> **RECORDS FOR THE TASK**:
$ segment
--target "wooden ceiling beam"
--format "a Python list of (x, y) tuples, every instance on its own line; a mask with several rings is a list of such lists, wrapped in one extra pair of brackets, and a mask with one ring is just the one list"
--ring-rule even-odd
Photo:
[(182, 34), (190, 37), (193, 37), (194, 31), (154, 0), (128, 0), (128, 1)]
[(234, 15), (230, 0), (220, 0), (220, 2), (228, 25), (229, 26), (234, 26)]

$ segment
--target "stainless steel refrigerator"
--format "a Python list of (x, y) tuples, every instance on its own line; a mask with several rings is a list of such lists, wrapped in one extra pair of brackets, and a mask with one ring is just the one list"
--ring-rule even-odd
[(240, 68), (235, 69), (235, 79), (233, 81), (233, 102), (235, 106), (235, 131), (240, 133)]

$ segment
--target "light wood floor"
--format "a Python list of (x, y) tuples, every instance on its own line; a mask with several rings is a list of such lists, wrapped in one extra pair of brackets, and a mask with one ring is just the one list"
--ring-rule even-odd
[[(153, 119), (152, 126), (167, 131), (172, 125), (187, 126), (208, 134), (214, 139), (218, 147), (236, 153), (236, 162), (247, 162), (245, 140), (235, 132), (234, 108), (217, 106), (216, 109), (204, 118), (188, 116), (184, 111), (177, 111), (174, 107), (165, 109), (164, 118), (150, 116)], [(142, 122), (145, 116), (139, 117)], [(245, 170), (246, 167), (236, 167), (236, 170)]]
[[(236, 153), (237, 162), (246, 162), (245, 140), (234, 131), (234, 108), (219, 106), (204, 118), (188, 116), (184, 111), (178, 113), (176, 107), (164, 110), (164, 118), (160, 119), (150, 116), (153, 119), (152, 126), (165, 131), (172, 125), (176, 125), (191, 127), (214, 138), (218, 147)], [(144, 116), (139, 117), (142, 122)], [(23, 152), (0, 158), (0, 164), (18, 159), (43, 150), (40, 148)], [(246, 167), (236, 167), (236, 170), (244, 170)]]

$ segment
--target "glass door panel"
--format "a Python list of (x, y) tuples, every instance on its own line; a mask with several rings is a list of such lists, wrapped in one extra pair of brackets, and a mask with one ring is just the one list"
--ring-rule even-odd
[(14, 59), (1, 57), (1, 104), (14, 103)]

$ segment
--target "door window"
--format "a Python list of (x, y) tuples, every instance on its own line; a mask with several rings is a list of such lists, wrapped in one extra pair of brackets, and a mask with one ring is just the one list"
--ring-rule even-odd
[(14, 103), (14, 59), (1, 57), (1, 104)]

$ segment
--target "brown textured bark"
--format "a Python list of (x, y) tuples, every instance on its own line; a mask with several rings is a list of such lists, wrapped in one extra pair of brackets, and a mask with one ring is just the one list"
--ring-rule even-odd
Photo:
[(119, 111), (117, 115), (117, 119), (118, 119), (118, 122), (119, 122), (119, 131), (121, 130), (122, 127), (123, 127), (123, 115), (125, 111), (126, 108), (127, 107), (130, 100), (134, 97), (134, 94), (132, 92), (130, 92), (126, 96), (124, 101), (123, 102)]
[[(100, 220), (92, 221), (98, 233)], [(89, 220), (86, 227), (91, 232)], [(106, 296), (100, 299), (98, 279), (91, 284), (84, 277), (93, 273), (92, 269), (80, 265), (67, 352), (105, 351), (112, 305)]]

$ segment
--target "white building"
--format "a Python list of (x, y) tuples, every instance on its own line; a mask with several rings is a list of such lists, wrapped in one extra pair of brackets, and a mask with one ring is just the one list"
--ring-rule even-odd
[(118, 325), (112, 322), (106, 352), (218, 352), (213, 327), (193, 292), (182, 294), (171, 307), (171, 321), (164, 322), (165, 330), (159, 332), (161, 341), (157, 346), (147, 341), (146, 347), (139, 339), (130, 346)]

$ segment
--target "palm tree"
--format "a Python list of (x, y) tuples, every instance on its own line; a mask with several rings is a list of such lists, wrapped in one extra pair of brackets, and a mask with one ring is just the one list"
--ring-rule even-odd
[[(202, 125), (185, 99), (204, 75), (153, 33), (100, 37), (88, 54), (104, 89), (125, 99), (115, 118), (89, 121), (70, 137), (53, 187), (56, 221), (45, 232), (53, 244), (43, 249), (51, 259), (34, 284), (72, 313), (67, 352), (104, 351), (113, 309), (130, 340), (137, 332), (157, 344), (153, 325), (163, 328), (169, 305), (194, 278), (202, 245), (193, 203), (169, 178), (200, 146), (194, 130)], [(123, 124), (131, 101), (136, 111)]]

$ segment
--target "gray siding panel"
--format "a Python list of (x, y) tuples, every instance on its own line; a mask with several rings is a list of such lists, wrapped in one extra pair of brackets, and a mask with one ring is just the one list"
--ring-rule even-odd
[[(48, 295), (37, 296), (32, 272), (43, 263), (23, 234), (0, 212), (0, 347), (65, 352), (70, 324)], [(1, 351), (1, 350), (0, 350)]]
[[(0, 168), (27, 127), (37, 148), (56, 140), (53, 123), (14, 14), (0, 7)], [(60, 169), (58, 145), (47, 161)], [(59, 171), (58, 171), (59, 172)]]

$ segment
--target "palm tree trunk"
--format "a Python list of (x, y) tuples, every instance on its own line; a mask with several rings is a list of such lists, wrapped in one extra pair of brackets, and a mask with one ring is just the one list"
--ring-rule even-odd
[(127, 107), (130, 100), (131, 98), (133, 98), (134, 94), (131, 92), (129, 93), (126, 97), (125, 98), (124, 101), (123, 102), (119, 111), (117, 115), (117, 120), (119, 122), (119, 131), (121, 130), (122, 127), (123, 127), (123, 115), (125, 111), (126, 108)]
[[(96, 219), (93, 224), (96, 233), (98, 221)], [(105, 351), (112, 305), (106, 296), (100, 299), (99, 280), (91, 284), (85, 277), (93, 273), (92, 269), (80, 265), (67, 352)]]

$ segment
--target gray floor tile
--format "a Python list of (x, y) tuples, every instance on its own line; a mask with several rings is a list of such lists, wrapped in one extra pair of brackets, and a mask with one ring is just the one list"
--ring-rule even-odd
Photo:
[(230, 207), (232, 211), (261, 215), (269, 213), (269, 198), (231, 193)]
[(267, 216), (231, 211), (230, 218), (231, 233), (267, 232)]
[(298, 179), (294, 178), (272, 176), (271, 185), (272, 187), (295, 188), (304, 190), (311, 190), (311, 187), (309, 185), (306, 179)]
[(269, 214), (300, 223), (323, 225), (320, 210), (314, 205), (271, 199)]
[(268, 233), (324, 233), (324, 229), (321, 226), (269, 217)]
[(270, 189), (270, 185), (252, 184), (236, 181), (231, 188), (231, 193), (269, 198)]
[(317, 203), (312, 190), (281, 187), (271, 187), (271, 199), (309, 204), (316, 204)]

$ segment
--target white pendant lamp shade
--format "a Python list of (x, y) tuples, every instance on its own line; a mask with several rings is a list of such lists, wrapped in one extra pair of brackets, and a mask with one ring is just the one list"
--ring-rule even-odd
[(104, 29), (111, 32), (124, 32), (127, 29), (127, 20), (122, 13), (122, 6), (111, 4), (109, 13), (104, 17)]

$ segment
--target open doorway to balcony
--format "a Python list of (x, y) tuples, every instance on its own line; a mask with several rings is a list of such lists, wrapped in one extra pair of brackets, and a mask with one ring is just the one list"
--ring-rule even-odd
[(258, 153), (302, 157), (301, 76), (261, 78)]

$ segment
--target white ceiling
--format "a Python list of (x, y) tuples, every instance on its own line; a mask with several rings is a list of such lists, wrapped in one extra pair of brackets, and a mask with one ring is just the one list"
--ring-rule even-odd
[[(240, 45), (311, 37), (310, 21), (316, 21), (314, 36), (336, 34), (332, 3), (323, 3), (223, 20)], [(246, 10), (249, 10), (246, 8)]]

> **EXERCISE**:
Rewrite the items above with every occurrence of "even-odd" changed to "nonzero" and nothing else altered.

> **RESULT OF THIS EXERCISE**:
$ segment
--target "wooden ceiling beam"
--format "a Python list of (x, y) tuples, every instance on its own line; a mask with several rings is a list of such lists, wrapped in one extra pair of brackets, and a mask with one ring is just the one list"
--ring-rule nonzero
Photo:
[(182, 34), (190, 37), (193, 37), (194, 31), (154, 0), (128, 0), (128, 1)]
[(234, 15), (230, 0), (220, 0), (220, 2), (228, 25), (229, 26), (234, 26)]

$ segment
--target "stainless steel refrigerator"
--format "a Python list of (x, y) tuples, every instance on its own line; a mask with several rings is a list of such lists, wrapped in one extra pair of brackets, and a mask with one ring is just the one list"
--ring-rule nonzero
[(240, 68), (235, 69), (235, 79), (233, 81), (233, 102), (235, 106), (235, 131), (240, 133)]

$ segment
--target "light wood floor"
--format "a Python list of (x, y) tuples, every instance on its own line; a mask with several rings is a list of such lists, wrapped in one extra pair of brackets, and a mask with one ring is just the one list"
--ring-rule nonzero
[[(153, 119), (152, 126), (167, 131), (172, 125), (187, 126), (208, 134), (214, 139), (218, 147), (236, 153), (236, 162), (247, 162), (245, 140), (235, 132), (234, 108), (217, 106), (216, 109), (204, 118), (188, 116), (184, 111), (177, 111), (174, 107), (165, 109), (164, 118), (150, 116)], [(142, 122), (145, 116), (139, 117)], [(245, 170), (246, 167), (236, 167), (236, 170)]]
[[(236, 153), (237, 162), (246, 162), (245, 140), (234, 131), (234, 108), (219, 106), (204, 118), (188, 116), (184, 111), (178, 113), (176, 107), (164, 110), (164, 118), (160, 119), (150, 116), (153, 119), (152, 126), (165, 131), (172, 125), (176, 125), (191, 127), (214, 138), (218, 147)], [(144, 116), (139, 117), (142, 122)], [(23, 152), (0, 158), (0, 164), (18, 159), (43, 150), (40, 148)], [(246, 167), (236, 167), (236, 170), (244, 170)]]

$ segment
--target "glass door panel"
--format "a Python list of (x, y) tuples, every instance on its own line; a mask with several rings is a list of such lists, wrapped in one extra pair of brackets, and a mask with one ring is just the one list"
--ring-rule nonzero
[(14, 59), (1, 57), (1, 104), (14, 103)]

$ segment
--target "door window"
--format "a Python list of (x, y) tuples, every instance on its own line; a mask with several rings is a list of such lists, wrapped in one extra pair of brackets, and a mask with one ring is just the one list"
--ring-rule nonzero
[(14, 103), (14, 59), (1, 57), (1, 104)]

$ segment
--target "brown textured bark"
--format "a Python list of (x, y) tuples, every instance on its own line; a mask with several rings is a list of such lists, wrapped in one extra pair of brackets, and a mask with one ring is just the one list"
--ring-rule nonzero
Photo:
[(119, 111), (117, 115), (117, 119), (118, 119), (118, 122), (119, 122), (119, 131), (121, 130), (122, 127), (123, 127), (123, 115), (125, 111), (126, 108), (127, 107), (130, 100), (134, 97), (134, 94), (132, 92), (130, 92), (126, 96), (124, 101), (123, 102)]
[[(100, 220), (92, 221), (98, 233)], [(89, 220), (86, 227), (91, 232)], [(106, 296), (100, 299), (98, 279), (91, 284), (84, 277), (93, 273), (92, 269), (80, 265), (67, 352), (105, 351), (112, 305)]]

$ segment
--target "white building"
--format "a Python list of (x, y) tuples, every instance on its own line; a mask with several rings is a list of such lists, wrapped in one extra pair of brackets, and a mask with one ring is just the one list"
--ring-rule nonzero
[(118, 325), (112, 322), (106, 352), (218, 352), (213, 327), (193, 292), (182, 294), (171, 307), (171, 321), (164, 322), (165, 330), (159, 332), (161, 341), (157, 346), (147, 341), (146, 347), (139, 339), (130, 346)]

$ segment
--target "palm tree"
--format "a Python list of (x, y) tuples, every instance on its own line; a mask with several rings is a list of such lists, wrapped in one extra pair of brackets, and a mask with one ring is just the one list"
--ring-rule nonzero
[[(202, 125), (185, 99), (204, 75), (153, 33), (100, 37), (88, 54), (104, 89), (125, 99), (115, 118), (89, 121), (70, 137), (53, 187), (56, 221), (45, 232), (53, 244), (43, 249), (51, 259), (34, 284), (72, 313), (67, 352), (104, 351), (113, 309), (130, 340), (137, 332), (157, 344), (153, 325), (163, 328), (169, 305), (194, 278), (202, 245), (193, 203), (169, 178), (200, 146), (194, 130)], [(123, 124), (131, 101), (136, 111)]]

$ segment
--target "gray siding panel"
--format "a Python list of (x, y) tuples, every instance on its own line; a mask with several rings is a list of such lists, wrapped in one extra pair of brackets, and a mask with one ring is just the one list"
--ring-rule nonzero
[[(48, 295), (37, 296), (32, 272), (43, 263), (23, 234), (0, 212), (0, 347), (65, 352), (70, 324)], [(1, 351), (1, 350), (0, 350)]]
[[(0, 168), (27, 127), (37, 148), (56, 140), (53, 123), (14, 14), (0, 7)], [(60, 169), (58, 145), (47, 161)], [(59, 171), (58, 171), (59, 172)]]

$ segment
--target "palm tree trunk"
--format "a Python list of (x, y) tuples, every instance on its own line; a mask with several rings is a list of such lists, wrapped in one extra pair of brackets, and a mask with one ring is just the one list"
--ring-rule nonzero
[(127, 107), (130, 100), (131, 98), (133, 98), (134, 94), (131, 92), (129, 93), (126, 97), (125, 98), (124, 101), (123, 102), (119, 111), (117, 115), (117, 120), (119, 122), (119, 131), (121, 130), (122, 127), (123, 127), (123, 115), (125, 111), (126, 108)]
[[(96, 219), (93, 224), (96, 233), (98, 221)], [(105, 351), (112, 305), (106, 296), (100, 299), (99, 280), (91, 284), (85, 277), (93, 273), (92, 269), (80, 265), (67, 352)]]

$ segment
--target gray floor tile
--format "a Python list of (x, y) tuples, every instance on its own line; a mask with several rings is a list of such lists, wrapped in one extra pair of brackets, and a mask with one ring is just the one list"
--ring-rule nonzero
Photo:
[(230, 207), (232, 211), (261, 215), (269, 213), (269, 198), (231, 193)]
[(267, 216), (231, 211), (230, 218), (231, 233), (267, 232)]
[(298, 179), (294, 178), (272, 176), (271, 185), (272, 187), (295, 188), (304, 190), (311, 190), (311, 187), (309, 185), (306, 179)]
[(269, 214), (300, 223), (323, 225), (320, 210), (314, 205), (271, 199)]
[(268, 233), (324, 233), (324, 229), (321, 226), (269, 217)]
[(270, 189), (270, 185), (252, 184), (236, 181), (231, 188), (231, 193), (269, 198)]
[(317, 203), (312, 190), (281, 187), (271, 187), (271, 199), (309, 204), (316, 204)]

$ segment
--target white pendant lamp shade
--format "a Python list of (x, y) tuples, every instance on its own line; a mask with several rings is a list of such lists, wrapped in one extra pair of brackets, and a mask with one ring is just the one list"
--ring-rule nonzero
[(104, 29), (111, 32), (124, 32), (127, 29), (127, 20), (122, 13), (122, 6), (111, 4), (109, 13), (104, 17)]

$ segment
--target open doorway to balcony
--format "a Python list of (x, y) tuples, every instance on its own line; a mask with several rings is a list of such lists, wrapped in one extra pair of brackets, and a mask with one ring is just the one list"
--ring-rule nonzero
[(258, 153), (302, 157), (301, 76), (261, 78)]

$ segment
--target white ceiling
--format "a Python list of (x, y) tuples, every instance on its own line; a mask with several rings is a list of such lists, wrapped in one extra pair of brackets, and a mask with one ring is just the one list"
--ring-rule nonzero
[[(240, 45), (311, 37), (310, 21), (316, 21), (314, 36), (336, 34), (332, 3), (323, 3), (223, 20)], [(246, 10), (249, 10), (246, 8)]]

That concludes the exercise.